• **Work to complete**
From the first line of the data below through the line holding "box: [0, 7, 798, 193]", output each line exactly and leave the pictures out.

• **Given records**
-*-

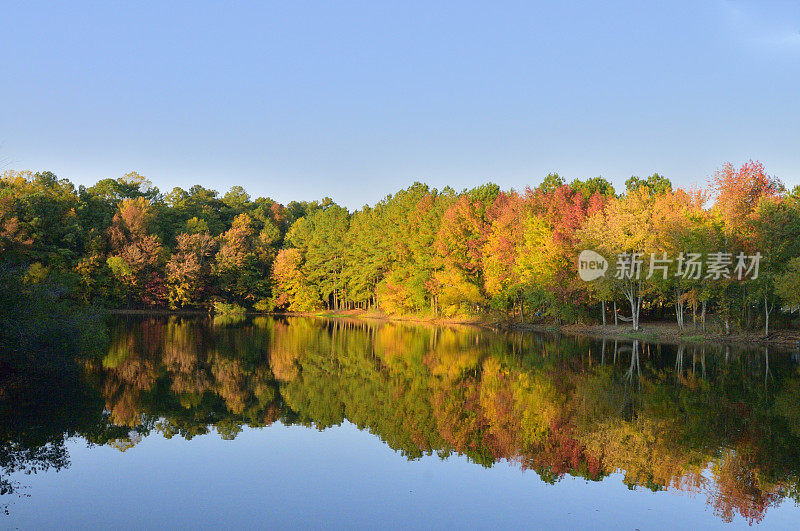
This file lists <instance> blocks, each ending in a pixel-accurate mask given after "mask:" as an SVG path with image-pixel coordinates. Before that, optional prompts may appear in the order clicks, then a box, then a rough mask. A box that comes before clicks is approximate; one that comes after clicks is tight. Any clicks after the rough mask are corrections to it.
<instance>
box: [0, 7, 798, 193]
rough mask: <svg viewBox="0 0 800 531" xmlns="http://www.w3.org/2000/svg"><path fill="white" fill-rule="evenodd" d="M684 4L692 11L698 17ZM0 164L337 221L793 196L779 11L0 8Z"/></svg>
mask: <svg viewBox="0 0 800 531" xmlns="http://www.w3.org/2000/svg"><path fill="white" fill-rule="evenodd" d="M700 4H702V5H700ZM0 19H2V20H3V25H2V29H0V158H2V159H4V161H5V162H4V166H5V167H6V168H13V169H32V170H51V171H54V172H55V173H57V174H58V175H59V176H60V177H67V178H69V179H71V180H72V181H73V182H76V183H80V184H92V183H94V182H95V181H96V180H98V179H100V178H105V177H119V176H121V175H123V174H125V173H127V172H129V171H133V170H135V171H138V172H139V173H141V174H143V175H146V176H147V177H149V178H150V179H151V180H152V181H153V182H154V183H155V184H156V185H157V186H158V187H159V188H160V189H161V190H162V191H169V190H171V189H172V187H173V186H182V187H184V188H188V187H189V186H191V185H192V184H202V185H204V186H209V187H213V188H215V189H217V190H220V191H221V192H224V191H226V190H227V189H228V188H229V187H230V186H231V185H233V184H240V185H242V186H244V187H245V188H246V189H247V190H248V191H249V192H250V193H251V194H252V195H253V196H259V195H265V196H269V197H272V198H273V199H276V200H278V201H281V202H288V201H290V200H292V199H298V200H299V199H318V198H321V197H323V196H330V197H333V198H334V199H335V200H336V201H337V202H339V203H341V204H343V205H346V206H348V207H351V208H356V207H360V206H361V205H363V204H364V203H370V204H372V203H374V202H376V201H378V200H380V199H381V198H383V197H384V196H385V195H386V194H389V193H393V192H395V191H396V190H398V189H400V188H404V187H406V186H407V185H409V184H411V183H412V182H413V181H415V180H421V181H425V182H427V183H429V184H431V185H432V186H436V187H439V188H441V187H443V186H445V185H451V186H453V187H454V188H456V189H458V190H460V189H463V188H467V187H472V186H474V185H477V184H480V183H484V182H486V181H489V180H491V181H494V182H496V183H498V184H499V185H501V187H502V188H504V189H508V188H512V187H513V188H517V189H521V188H524V186H525V185H528V184H534V185H535V184H537V183H538V182H539V181H541V179H542V178H543V176H544V175H546V174H547V173H548V172H551V171H555V172H558V173H560V174H561V175H563V176H564V177H566V178H567V179H572V178H575V177H578V178H588V177H593V176H597V175H602V176H603V177H606V178H607V179H609V180H611V181H612V182H613V183H614V185H615V186H617V187H618V189H619V188H621V187H622V183H623V182H624V181H625V179H627V178H628V177H630V176H631V175H640V176H646V175H649V174H651V173H653V172H656V171H657V172H659V173H662V174H664V175H666V176H667V177H670V178H671V179H672V180H673V182H674V183H677V184H678V185H683V186H689V185H691V184H693V183H702V182H704V181H705V179H706V178H707V177H708V176H709V175H711V174H712V173H713V171H714V170H715V168H717V167H719V166H720V165H721V164H722V163H724V162H725V161H731V162H734V163H740V162H744V161H746V160H747V159H750V158H753V159H759V160H761V161H762V162H763V163H764V164H765V165H766V167H767V170H768V171H769V172H770V173H771V174H773V175H775V176H777V177H780V178H781V179H783V180H784V182H786V183H787V184H789V185H795V184H800V97H799V96H800V2H795V1H787V2H739V1H710V2H685V3H684V2H669V3H667V2H658V3H656V2H641V1H631V2H596V3H595V2H574V3H573V2H563V1H561V2H550V3H544V2H542V3H535V2H498V1H491V2H480V3H470V2H452V3H441V2H433V1H430V0H427V1H424V2H418V3H417V2H412V1H409V0H404V1H401V2H396V3H393V4H390V3H387V2H375V1H367V2H345V1H341V2H333V1H331V2H302V1H291V2H290V1H287V2H275V3H269V2H257V3H253V4H247V3H245V2H214V3H196V4H190V3H186V4H179V3H177V2H171V1H170V2H154V3H152V4H146V3H144V2H127V3H119V2H98V3H85V2H78V1H73V2H63V3H61V4H60V5H50V2H47V3H41V4H39V3H37V2H10V1H8V0H0Z"/></svg>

-*-

• **Response for this exercise**
This file lists <instance> blocks, each ending in a pixel-accurate mask given after "mask:" as an SVG path with image-pixel coordinates. Before that, optional prompts may appear in the order clicks, then a box, then a rough mask. A box that comes before clicks is approximate; one that comes after clicks is tight. Any clicks after the rough mask are corrections to it.
<instance>
box: [0, 7, 798, 193]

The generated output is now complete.